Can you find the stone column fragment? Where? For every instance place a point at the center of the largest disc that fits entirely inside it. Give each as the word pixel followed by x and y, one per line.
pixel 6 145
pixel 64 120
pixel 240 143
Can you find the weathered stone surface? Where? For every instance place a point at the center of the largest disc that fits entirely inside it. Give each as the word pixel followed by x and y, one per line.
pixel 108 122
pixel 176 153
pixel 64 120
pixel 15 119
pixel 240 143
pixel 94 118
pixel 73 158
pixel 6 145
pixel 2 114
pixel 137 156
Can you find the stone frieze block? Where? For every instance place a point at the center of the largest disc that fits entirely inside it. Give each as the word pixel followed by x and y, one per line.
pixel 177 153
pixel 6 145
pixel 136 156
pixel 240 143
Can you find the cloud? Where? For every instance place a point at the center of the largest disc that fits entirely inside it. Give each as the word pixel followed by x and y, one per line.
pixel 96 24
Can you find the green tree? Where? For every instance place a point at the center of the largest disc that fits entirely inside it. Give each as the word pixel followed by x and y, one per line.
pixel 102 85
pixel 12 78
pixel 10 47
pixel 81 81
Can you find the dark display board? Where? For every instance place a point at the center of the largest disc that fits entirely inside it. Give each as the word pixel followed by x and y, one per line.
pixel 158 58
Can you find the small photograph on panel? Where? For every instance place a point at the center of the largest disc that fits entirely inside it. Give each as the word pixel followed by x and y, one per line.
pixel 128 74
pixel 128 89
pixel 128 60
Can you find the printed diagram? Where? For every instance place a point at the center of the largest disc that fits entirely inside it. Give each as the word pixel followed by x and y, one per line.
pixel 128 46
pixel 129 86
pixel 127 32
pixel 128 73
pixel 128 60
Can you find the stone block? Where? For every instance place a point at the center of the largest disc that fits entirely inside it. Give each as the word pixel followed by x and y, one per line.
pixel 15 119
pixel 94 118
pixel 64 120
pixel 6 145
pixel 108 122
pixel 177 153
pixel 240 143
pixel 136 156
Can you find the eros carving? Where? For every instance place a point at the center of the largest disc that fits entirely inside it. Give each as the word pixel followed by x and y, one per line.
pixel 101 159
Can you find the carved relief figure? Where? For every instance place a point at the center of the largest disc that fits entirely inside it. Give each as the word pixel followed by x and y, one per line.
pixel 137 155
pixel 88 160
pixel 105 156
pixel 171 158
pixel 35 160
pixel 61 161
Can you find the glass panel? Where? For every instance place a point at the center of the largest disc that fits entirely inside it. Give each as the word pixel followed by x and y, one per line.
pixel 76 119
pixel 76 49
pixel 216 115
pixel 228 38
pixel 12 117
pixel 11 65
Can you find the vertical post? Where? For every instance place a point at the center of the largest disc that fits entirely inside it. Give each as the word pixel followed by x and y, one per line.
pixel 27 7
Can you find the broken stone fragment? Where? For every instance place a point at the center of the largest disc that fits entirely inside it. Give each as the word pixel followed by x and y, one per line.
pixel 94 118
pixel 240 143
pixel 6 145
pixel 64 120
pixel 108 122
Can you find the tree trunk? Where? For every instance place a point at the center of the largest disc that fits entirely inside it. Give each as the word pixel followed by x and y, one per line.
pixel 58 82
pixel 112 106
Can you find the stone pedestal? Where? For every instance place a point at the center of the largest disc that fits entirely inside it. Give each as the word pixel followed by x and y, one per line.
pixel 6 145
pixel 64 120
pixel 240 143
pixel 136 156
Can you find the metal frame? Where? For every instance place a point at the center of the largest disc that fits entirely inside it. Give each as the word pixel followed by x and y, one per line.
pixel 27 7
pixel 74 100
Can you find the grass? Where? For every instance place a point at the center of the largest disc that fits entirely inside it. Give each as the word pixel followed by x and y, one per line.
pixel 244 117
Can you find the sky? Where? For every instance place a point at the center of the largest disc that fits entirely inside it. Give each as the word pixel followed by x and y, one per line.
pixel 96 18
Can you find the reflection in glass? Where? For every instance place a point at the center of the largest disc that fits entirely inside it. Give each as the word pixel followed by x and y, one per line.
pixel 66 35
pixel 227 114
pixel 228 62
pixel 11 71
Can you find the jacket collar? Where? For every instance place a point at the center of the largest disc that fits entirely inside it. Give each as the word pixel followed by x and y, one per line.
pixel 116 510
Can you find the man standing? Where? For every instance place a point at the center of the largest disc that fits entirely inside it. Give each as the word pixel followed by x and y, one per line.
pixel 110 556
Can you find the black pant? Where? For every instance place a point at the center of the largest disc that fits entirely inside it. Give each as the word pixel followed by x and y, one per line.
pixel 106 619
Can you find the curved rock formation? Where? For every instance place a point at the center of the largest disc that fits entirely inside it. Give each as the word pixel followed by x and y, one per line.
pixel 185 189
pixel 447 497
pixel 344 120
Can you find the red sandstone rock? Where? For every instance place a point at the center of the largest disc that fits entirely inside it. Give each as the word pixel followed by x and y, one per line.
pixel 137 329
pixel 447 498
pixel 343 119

++++++++

**Goal of the exercise**.
Nothing may be left out or altered: reproduce the complete listing.

**Written solution**.
Can you find the stone column fragment? Where? For every instance place a point at the center of the largest disc that fits entirely inside it. Give each as the word pixel followed by x and y, one per line.
pixel 6 145
pixel 64 120
pixel 240 143
Can you find the weathered stone surface? Where? For every instance place a point at the center of the largest disc that fits entirely inside it. Give each as the word pixel followed by x and y, one per line.
pixel 108 122
pixel 176 153
pixel 64 120
pixel 15 119
pixel 240 143
pixel 94 118
pixel 73 158
pixel 6 145
pixel 2 114
pixel 137 156
Can you find the stone frieze block? Where? For every instance place a point at the center of the largest disc that fits entirely inside it. Give each as the word pixel followed by x and y, one per line.
pixel 177 153
pixel 6 145
pixel 136 156
pixel 240 143
Can you find the cloud? Where? For every instance place a point at the center of the largest disc that fits entirely inside it. Give each as the word pixel followed by x and y, one per line.
pixel 96 24
Can you find the green tree? Where? For every instance place a point at the center of the largest disc that fits entirely inside it. Give each as the word pixel followed by x and y, one per line.
pixel 102 85
pixel 12 78
pixel 10 47
pixel 81 81
Can you find the dark display board? Where? For every instance place a point at the center of the largest disc that fits entirely inside it. Give each as the word pixel followed by x and y, one per line.
pixel 158 58
Can you find the small photograph on panel? Where? For every instance place a point at the center of the largest disc that fits entirely inside it. Give each as the word pixel followed by x and y, one per line.
pixel 128 74
pixel 128 89
pixel 128 60
Can you find the printed diagram? Where? For every instance place a point at the center of the largest disc that fits entirely inside it. Give each as the word pixel followed by x and y, one per line.
pixel 128 46
pixel 129 86
pixel 127 32
pixel 128 73
pixel 128 60
Can you find the stone block? Where? For every instance place a point at the center of the largest disc that fits entirely inside it. Give each as the word pixel followed by x and y, one per line.
pixel 15 119
pixel 94 118
pixel 64 120
pixel 6 145
pixel 108 122
pixel 177 153
pixel 240 143
pixel 136 156
Can you find the eros carving? Where? For every instance place a point at the center of the largest disc that fits entirely inside it. Give each as the word pixel followed by x and y, one per line.
pixel 101 159
Can you find the carved relief figure? Where? For every instance place a point at the center of the largest disc that fits entirely inside it. Give each as the word pixel followed by x and y, one per line.
pixel 137 155
pixel 88 160
pixel 105 156
pixel 171 158
pixel 35 160
pixel 61 161
Can you find the glass panel? Where? For every instance place a point at the center of the largest disc that fits entirely inside it. Give each as the word pixel followed by x and y, one per line.
pixel 76 119
pixel 76 49
pixel 216 115
pixel 228 38
pixel 12 117
pixel 11 65
Can you find the vertical post? Where? For every instance place a point at the center of the largest disc that fits entirely inside it. Give each as the word pixel followed by x and y, one per line.
pixel 27 7
Can you find the broken stone fragment? Where? For every instance place a point at the center of the largest disc that fits entirely inside it. Give each as the word pixel followed by x and y, one per line.
pixel 94 118
pixel 240 143
pixel 6 145
pixel 64 120
pixel 108 122
Can you find the tree trunk? Where? For every instance place a point at the center of the largest disc that fits entirely inside it. Give each as the word pixel followed by x and y, one per line.
pixel 58 82
pixel 112 106
Can you find the stone pedestal? Where? For every instance place a point at the center of the largest disc that fits entirely inside it. Give each as the word pixel followed by x and y, one per line.
pixel 6 145
pixel 64 120
pixel 240 143
pixel 136 156
Can you find the metal frame? Where? For every instance place a point at the center of the largest disc that fits entirely inside it. Give each as the word pixel followed by x and y, one per line.
pixel 27 7
pixel 74 100
Can you find the grass? Where? For every instance place a point at the center of the largest disc that fits entirely inside it. Give each as the word pixel followed by x and y, one per line.
pixel 244 117
Can you find the sky? Where? For every instance place a point at the center of the largest disc that fits entirely inside it. Give each as the word pixel followed by x and y, one per line.
pixel 96 18
Can you find the reflection in glass? Where? For every instance place a point at the center of the largest disc that fits entirely inside it. Give each as the word pixel followed by x and y, one per line.
pixel 66 35
pixel 227 114
pixel 228 62
pixel 11 71
Can you find the jacket collar? Where? For every instance place a point at the center of the largest disc that fits entirely inside it. Give each as the word pixel followed by x and y, one per line.
pixel 116 510
Can you find the man standing? Where? For every instance place a point at the center of the largest disc that fits entirely inside it. Give each as the word pixel followed by x and y, one per line.
pixel 110 556
Can you find the black pant? Where? For every instance place a point at the center of the largest disc that fits entirely inside it. Give each as the word pixel followed by x and y, one per line.
pixel 106 619
Can you find the curved rock formation? Where? For every instance place a point at the center of the largest disc that fits entirely inside it. Give each as the word pixel followed by x and y, one per line.
pixel 185 189
pixel 447 497
pixel 344 120
Can you find the red sandstone rock? Where? For every instance place a point at the center of the largest disc that fits entirely inside it. Give each as the word pixel followed by x and y, one per line.
pixel 137 329
pixel 447 498
pixel 343 119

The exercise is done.